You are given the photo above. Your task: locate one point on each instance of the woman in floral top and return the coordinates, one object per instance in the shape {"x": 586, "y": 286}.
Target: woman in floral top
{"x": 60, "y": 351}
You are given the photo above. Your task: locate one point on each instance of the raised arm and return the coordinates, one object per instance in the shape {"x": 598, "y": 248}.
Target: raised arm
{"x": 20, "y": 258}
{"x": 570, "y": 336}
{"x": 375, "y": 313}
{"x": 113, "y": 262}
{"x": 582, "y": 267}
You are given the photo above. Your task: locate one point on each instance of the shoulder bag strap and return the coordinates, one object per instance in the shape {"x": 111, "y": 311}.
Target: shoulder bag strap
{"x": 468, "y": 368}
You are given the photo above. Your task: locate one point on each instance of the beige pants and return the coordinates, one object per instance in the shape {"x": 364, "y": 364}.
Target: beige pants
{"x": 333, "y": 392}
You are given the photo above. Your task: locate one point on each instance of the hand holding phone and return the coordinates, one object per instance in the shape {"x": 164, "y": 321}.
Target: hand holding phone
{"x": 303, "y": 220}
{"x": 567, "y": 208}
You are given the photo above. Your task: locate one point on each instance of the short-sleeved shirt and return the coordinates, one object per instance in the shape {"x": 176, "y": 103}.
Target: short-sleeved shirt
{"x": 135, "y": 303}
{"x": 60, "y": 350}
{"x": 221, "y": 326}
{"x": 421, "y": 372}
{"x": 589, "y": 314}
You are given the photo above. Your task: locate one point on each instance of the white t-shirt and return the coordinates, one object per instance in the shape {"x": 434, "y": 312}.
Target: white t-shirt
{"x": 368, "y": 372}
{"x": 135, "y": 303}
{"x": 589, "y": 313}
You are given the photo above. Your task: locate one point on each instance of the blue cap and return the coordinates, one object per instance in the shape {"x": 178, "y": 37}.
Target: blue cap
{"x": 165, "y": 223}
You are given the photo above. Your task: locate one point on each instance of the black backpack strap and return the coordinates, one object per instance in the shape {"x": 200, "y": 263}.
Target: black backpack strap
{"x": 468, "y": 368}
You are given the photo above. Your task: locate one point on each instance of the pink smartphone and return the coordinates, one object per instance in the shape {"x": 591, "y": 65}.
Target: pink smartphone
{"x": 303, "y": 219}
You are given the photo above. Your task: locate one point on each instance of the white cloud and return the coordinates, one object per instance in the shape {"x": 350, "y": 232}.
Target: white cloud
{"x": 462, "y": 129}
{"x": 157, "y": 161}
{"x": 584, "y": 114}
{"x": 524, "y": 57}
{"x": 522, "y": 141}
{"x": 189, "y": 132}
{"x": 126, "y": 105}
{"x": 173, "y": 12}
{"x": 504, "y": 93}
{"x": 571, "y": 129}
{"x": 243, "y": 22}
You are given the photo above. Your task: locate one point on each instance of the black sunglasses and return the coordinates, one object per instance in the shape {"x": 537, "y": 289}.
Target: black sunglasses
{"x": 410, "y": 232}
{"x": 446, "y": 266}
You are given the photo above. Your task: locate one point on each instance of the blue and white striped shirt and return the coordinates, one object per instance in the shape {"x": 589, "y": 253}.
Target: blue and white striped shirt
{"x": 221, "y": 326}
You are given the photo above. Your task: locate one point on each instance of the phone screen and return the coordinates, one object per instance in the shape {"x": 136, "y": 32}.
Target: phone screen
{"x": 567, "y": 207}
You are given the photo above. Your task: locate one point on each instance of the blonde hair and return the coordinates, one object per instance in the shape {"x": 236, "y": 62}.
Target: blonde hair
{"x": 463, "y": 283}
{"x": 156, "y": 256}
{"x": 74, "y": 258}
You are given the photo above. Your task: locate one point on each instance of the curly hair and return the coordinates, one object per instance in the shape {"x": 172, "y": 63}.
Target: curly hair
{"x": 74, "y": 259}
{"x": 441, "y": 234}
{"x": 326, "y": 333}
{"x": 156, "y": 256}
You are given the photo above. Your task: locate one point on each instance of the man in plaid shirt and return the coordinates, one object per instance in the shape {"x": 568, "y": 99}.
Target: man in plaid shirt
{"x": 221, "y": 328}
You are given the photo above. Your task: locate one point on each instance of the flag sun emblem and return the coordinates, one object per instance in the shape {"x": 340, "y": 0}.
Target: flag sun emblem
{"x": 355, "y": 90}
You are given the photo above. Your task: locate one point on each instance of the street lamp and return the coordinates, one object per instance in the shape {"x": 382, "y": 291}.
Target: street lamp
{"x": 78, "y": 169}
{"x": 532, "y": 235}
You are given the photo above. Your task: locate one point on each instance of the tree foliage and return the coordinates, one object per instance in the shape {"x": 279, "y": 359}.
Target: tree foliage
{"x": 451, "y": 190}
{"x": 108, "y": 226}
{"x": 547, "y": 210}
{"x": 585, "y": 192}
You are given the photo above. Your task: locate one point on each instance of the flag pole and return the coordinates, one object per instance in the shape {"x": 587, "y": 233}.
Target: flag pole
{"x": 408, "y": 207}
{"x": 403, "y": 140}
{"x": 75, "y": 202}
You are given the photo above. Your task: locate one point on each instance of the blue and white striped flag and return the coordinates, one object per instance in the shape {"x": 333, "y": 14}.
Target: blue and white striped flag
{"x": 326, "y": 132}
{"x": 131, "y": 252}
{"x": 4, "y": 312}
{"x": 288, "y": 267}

■ ■ ■ ■ ■ ■ ■

• The problem
Starting at the line that contains "plaid shirt and", copy each line exactly through the end of the listing above. Include that first line and the last one, and add nothing.

• Correct answer
You are given the photo above. Your task: locate one point on each instance of the man in plaid shirt and return the coordinates, one object per instance in the shape {"x": 568, "y": 99}.
Target: man in plaid shirt
{"x": 221, "y": 328}
You are given the photo above. Your task: locate one point on each instance of the flag sun emblem and return the coordinates, one object per instance in the shape {"x": 340, "y": 0}.
Target: flag sun emblem
{"x": 355, "y": 90}
You are given the photo above. Your task: locate one point on each instance of the street lamp and return the coordinates, one object per instance in the shape {"x": 382, "y": 291}.
Target: street lamp
{"x": 78, "y": 169}
{"x": 532, "y": 235}
You are given the photo above. Your task: locate one point on each instance of the tree foliage and return the coordinates, one object per instance in the shape {"x": 279, "y": 359}.
Target: tree foliage
{"x": 451, "y": 190}
{"x": 108, "y": 226}
{"x": 547, "y": 210}
{"x": 585, "y": 192}
You are given the photo above. Your task: locate one point on each instance of the flag pole and return the coordinates, one object per instance in the shape {"x": 587, "y": 233}.
Target: flag pole
{"x": 408, "y": 207}
{"x": 403, "y": 140}
{"x": 75, "y": 202}
You are given the photo above. Your task: locate one point on each instance of the blue and white striped flag and return the coordinates, one object per instance in the shape {"x": 333, "y": 14}.
Target: blue and white striped flag
{"x": 326, "y": 132}
{"x": 131, "y": 252}
{"x": 4, "y": 312}
{"x": 288, "y": 267}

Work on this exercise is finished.